▶ Exercise input
════════════════
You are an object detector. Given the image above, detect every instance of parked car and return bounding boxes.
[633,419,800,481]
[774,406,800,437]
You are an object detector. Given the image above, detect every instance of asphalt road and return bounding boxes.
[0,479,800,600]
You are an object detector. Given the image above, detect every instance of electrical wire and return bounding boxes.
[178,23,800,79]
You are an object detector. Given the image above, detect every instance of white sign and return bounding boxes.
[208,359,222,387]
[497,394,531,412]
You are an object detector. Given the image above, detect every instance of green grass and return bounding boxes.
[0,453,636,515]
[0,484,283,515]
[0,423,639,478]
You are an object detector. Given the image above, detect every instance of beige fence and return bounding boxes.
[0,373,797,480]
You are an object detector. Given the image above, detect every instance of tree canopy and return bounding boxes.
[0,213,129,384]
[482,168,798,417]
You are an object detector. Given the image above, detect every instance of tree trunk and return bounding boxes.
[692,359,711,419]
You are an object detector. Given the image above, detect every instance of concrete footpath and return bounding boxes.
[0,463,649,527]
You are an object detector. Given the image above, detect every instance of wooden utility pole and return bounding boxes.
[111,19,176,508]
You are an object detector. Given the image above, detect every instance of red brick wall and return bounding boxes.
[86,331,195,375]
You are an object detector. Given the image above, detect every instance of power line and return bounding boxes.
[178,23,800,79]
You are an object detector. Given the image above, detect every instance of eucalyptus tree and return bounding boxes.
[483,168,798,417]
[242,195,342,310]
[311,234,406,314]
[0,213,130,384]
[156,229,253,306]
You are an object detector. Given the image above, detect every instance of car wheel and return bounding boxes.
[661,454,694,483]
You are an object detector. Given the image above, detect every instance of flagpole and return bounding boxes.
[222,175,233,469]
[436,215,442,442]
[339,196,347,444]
════════════════
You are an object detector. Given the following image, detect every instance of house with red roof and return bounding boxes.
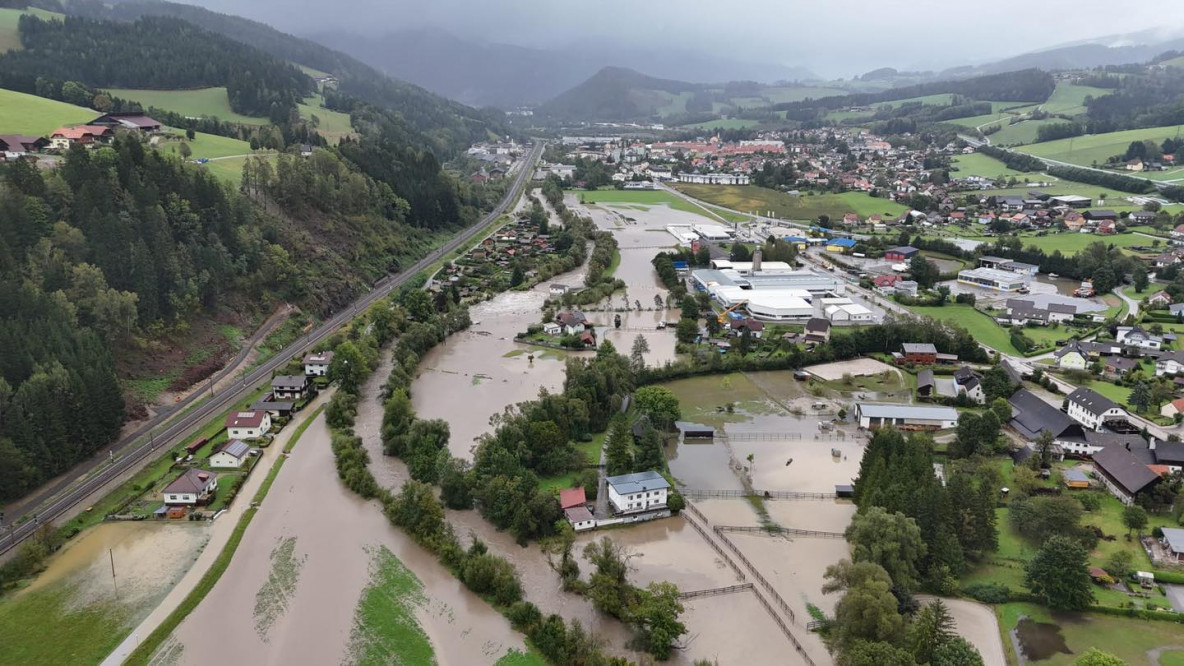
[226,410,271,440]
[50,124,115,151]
════════════════
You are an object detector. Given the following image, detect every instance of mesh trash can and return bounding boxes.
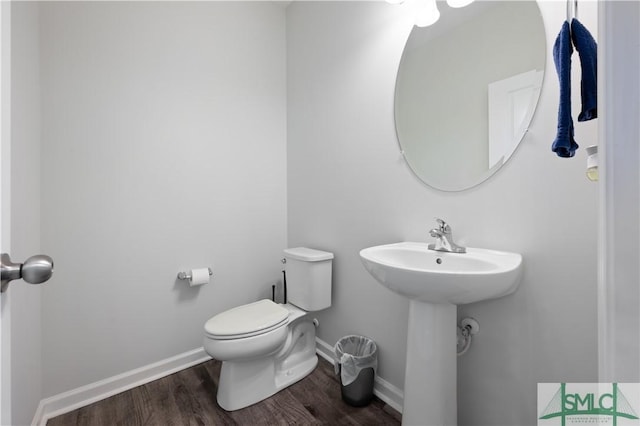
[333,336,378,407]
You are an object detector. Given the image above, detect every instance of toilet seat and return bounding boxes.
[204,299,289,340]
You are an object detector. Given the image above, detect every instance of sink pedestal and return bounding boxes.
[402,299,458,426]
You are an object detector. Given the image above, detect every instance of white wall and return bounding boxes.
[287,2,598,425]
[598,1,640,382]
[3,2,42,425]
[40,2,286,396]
════════════════
▶ Work to be completed
From the material above, reproduce everything from the line containing "can and return bounding boxes." down to the line containing "[204,299,289,340]", with both of those lines included, and leave the pictures out of your answer.

▶ Solved problem
You are an object detector. Given the following image, detect every instance of mesh trash can and return bounding boxes.
[333,336,378,407]
You are an object detector. Given the image above, detect every instance of toilet seat and return bounding boxes.
[204,299,289,340]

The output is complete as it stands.